__Prompt__
The full set of records must be printed exactly as given.

__Material supplied__
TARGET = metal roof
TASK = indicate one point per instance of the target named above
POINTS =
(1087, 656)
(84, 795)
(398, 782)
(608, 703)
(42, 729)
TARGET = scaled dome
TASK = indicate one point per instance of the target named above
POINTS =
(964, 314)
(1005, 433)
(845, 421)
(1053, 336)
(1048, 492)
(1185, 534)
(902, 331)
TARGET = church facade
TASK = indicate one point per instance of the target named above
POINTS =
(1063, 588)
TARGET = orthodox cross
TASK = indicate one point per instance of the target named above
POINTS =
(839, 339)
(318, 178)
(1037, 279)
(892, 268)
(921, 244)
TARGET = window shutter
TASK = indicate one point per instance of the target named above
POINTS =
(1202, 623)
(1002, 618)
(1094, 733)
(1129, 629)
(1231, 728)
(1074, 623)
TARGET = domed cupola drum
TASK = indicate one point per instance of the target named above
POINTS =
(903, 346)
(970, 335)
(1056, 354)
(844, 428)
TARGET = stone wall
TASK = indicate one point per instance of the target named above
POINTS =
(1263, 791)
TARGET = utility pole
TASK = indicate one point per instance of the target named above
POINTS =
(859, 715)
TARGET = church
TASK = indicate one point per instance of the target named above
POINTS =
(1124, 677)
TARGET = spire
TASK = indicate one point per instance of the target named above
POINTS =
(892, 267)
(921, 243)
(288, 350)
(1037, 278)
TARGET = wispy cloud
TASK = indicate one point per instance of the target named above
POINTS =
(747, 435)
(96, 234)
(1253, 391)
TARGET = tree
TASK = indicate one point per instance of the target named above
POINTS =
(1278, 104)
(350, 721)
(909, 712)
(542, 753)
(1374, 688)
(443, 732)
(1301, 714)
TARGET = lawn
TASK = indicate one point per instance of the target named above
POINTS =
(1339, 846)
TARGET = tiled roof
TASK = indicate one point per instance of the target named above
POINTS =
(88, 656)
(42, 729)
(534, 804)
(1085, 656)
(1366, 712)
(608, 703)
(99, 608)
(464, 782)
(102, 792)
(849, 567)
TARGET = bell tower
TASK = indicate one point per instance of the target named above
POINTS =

__Solution__
TARGET = metal roof
TASK = indicate one point per instance of the target named above
POINTS =
(1087, 656)
(84, 795)
(398, 782)
(608, 703)
(42, 729)
TARGET = scaled dome
TASK = indicate one point per instance of the target named above
POINTS =
(964, 314)
(1005, 433)
(845, 421)
(1053, 336)
(1048, 492)
(1185, 534)
(902, 331)
TARGET = church facade
TASK = indicate one point per instance of the target named above
POINTS =
(1063, 588)
TARGET = orthodox cross
TASK = indicate one point per instance of the target named above
POINTS =
(839, 339)
(318, 178)
(1037, 279)
(892, 268)
(921, 244)
TARGET = window shutter
TASK = indicate one point per instance of the target named above
POINTS =
(1202, 623)
(1002, 618)
(1094, 733)
(1129, 629)
(1231, 728)
(1074, 623)
TARGET = domed cupola drum
TASK = indicate one point per instance of the target named above
POINTS =
(903, 346)
(970, 335)
(1056, 354)
(844, 428)
TARGET = stone wall
TASK = indicate one point per instance of the target named above
POINTS =
(1263, 791)
TARGET = utility pole
TASK = indicate one point per instance of the target named above
POINTS =
(859, 715)
TARGET = church
TASK = indicate one point per instance of the target named above
POINTS =
(1124, 677)
TARGET = spire
TASK = indicate one point per instance of the target named above
POINTS =
(892, 267)
(921, 243)
(288, 350)
(1037, 278)
TARGET = wispy cloud
TASK = indicate one point per instance of the target named above
POINTS =
(747, 435)
(96, 234)
(1253, 391)
TARGET = tree
TASK = indicate one point per instance of the target named above
POINTS =
(1278, 104)
(350, 721)
(909, 712)
(542, 753)
(1374, 688)
(443, 732)
(1301, 714)
TARGET = lawn
TASK = indicate one point per instance of the target named above
POINTS =
(1339, 846)
TARGET = tiled roof
TASK = indicate one point per instance of the target named above
POINTS =
(88, 656)
(42, 729)
(534, 804)
(1085, 656)
(1366, 712)
(608, 703)
(99, 608)
(464, 782)
(102, 792)
(849, 567)
TARGET = bell tower
TASK = indicate one point per instance of the target named above
POINTS =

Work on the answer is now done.